● Problem 1: According to the Zika virus Q&A, what share of people infected with Zika will get sick?
● Problem 2: Continue the Zika virus Q&A from where it stops.

● Excerpted passage:
========
Q&A: Dr. Mask answers questions about Zika virus
Posted January 28
Raleigh, N.C. — Declaring that the Zika virus is "spreading explosively," the World Health Organization announced it will hold an emergency meeting of independent experts Monday to decide if the outbreak should be declared an international health emergency.
WRAL's Dr. Allen Mask answers some important questions about how the virus is spreading and how Americans should respond.
Question: What are the symptoms of Zika and how is it transmitted?
Answer: Zika is a virus spread to people primarily through the bite of the Aedes mosquito. Only about 20 percent of people infected with Zika will get sick. Even then, the illness is typically mild. For that reason, many people will not realize they have been infected. The most common symptoms are fever, rash, joint pain and conjunctivitis or red eyes. Symptoms usually begin two to seven days after being bitten by an infected mosquito.
========
● Extracted entries:
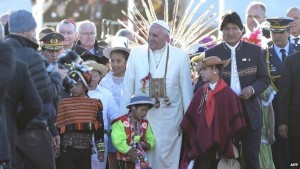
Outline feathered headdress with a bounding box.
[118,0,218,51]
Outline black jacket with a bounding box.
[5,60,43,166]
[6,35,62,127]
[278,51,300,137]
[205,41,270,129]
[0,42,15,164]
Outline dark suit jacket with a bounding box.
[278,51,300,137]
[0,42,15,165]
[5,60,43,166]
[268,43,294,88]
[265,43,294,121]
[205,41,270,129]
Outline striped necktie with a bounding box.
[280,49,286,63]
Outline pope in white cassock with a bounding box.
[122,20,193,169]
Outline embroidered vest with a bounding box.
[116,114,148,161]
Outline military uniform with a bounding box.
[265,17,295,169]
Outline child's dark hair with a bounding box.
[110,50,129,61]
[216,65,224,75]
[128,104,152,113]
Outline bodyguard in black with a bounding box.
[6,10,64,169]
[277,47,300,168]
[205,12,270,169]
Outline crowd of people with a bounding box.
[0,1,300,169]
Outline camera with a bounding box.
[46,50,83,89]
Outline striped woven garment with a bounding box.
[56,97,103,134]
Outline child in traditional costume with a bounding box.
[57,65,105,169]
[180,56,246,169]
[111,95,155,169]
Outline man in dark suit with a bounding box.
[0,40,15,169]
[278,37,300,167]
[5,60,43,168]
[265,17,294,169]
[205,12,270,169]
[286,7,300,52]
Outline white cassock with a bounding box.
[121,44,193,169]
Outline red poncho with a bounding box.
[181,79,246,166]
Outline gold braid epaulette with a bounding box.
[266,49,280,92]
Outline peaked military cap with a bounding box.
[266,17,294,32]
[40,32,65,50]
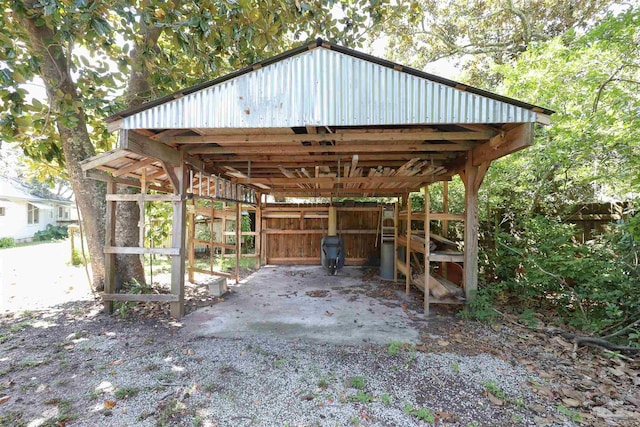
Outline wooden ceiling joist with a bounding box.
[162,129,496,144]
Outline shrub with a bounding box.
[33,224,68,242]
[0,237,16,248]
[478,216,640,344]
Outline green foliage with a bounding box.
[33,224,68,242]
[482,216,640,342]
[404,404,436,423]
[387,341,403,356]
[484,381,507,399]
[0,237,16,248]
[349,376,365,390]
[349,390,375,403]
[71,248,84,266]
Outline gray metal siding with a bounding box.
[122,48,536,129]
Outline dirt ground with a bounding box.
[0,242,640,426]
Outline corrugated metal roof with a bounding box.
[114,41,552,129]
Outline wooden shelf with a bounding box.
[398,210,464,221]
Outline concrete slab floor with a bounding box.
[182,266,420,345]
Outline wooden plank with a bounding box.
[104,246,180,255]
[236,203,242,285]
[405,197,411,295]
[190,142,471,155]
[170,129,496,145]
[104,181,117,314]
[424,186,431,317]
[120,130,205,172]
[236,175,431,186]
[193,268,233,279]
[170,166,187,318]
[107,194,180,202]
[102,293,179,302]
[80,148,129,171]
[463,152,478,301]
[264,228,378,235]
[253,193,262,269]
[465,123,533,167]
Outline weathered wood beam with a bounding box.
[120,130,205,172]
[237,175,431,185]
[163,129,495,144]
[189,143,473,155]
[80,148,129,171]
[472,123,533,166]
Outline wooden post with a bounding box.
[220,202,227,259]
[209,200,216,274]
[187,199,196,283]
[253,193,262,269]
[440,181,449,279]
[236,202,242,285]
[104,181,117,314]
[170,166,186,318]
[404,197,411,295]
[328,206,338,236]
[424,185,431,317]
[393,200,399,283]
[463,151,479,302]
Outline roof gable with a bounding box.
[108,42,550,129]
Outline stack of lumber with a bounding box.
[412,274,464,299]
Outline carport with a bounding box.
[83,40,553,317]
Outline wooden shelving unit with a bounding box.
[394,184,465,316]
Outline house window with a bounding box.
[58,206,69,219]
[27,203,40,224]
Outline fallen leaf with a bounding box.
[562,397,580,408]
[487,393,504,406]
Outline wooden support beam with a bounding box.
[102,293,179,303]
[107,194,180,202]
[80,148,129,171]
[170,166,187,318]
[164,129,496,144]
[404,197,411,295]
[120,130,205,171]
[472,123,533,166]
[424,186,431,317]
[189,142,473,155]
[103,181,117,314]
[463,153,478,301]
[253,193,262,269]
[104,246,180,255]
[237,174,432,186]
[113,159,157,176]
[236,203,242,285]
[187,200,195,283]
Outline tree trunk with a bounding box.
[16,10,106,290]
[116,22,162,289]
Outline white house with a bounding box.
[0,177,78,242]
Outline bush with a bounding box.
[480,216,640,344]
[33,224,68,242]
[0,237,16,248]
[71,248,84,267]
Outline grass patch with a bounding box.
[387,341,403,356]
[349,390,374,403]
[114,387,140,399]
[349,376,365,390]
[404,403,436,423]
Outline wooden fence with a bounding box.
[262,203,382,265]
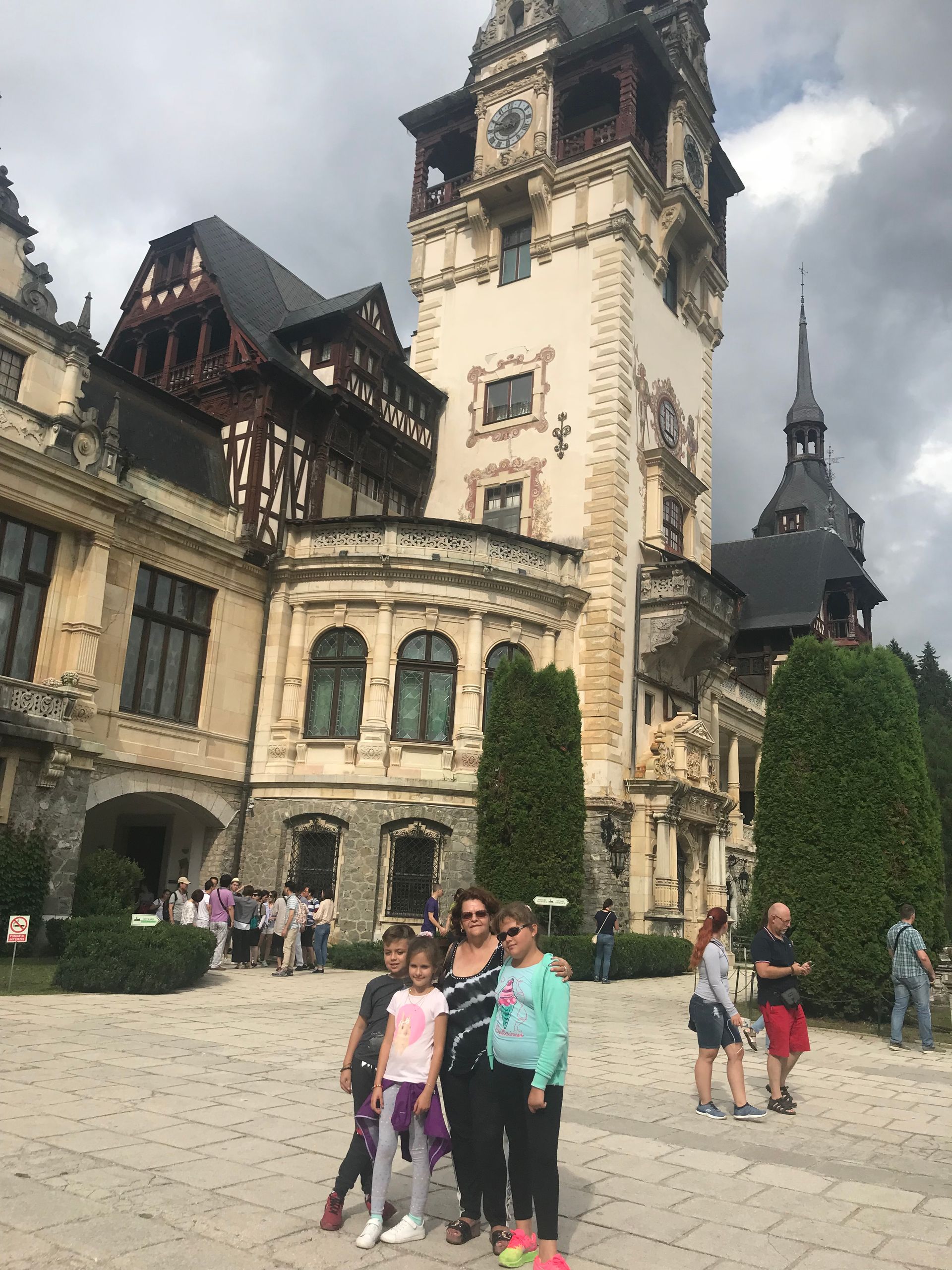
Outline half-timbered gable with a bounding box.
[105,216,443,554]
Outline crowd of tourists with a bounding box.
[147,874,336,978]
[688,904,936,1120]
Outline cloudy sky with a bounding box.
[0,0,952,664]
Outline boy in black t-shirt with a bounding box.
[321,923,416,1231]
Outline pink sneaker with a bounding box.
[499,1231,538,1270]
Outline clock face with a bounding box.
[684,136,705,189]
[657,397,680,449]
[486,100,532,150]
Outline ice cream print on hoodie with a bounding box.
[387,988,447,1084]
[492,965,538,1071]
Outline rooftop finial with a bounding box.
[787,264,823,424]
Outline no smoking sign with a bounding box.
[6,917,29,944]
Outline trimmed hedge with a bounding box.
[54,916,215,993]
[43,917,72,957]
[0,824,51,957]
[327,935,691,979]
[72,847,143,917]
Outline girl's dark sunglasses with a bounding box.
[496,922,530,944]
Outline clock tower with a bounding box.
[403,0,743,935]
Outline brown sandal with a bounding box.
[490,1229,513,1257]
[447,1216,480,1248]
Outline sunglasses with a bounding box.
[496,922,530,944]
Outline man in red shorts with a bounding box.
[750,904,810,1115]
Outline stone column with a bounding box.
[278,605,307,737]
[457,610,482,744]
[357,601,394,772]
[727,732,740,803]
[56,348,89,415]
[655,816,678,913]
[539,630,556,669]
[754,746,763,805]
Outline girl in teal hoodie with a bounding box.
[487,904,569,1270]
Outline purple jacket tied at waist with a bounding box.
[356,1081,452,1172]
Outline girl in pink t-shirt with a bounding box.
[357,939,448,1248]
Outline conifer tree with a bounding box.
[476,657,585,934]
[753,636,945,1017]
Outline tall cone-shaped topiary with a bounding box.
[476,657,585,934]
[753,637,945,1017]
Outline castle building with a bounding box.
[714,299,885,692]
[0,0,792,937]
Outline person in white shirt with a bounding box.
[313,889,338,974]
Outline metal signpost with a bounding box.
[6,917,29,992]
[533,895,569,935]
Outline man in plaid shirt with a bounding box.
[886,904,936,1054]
========
● Answer area 1: About 20 percent.

● Answer area 2:
Q: Are there certain people who are more at risk than others?
A: Anyone traveling to an area where the Zika virus is found is at risk. Those areas include Cape Verde, Samoa, Barbados, Dominican Republic, Guadeloupe, Haiti, Martinique, Puerto Rico, Saint Martin, U.S. Virgin Islands, El Salvador, Guatemala, Honduras, Panama, Mexico, Bolivia, Brazil, Colombia, Ecuador, French Guiana, Guyana, Paraguay, Suriname and Venezuela.
We are mostly concerned about pregnant women who can transmit the virus to their baby. There is some evidence it causes microcephaly, when a baby is born with an unusually small head, or brain damage or death to the fetus.
Q: If it comes into our area, what can we do to prevent infection?
A: There is no vaccine or treatment of Zika. The best prevention is to avoid the specific areas where the Zika virus has been found, including Brazil and South America. You can prevent the diseases spread by mosquitos by wearing long-sleeved shirts and long pants, keeping windows closed and using an insect repellent like 20 percent DEET.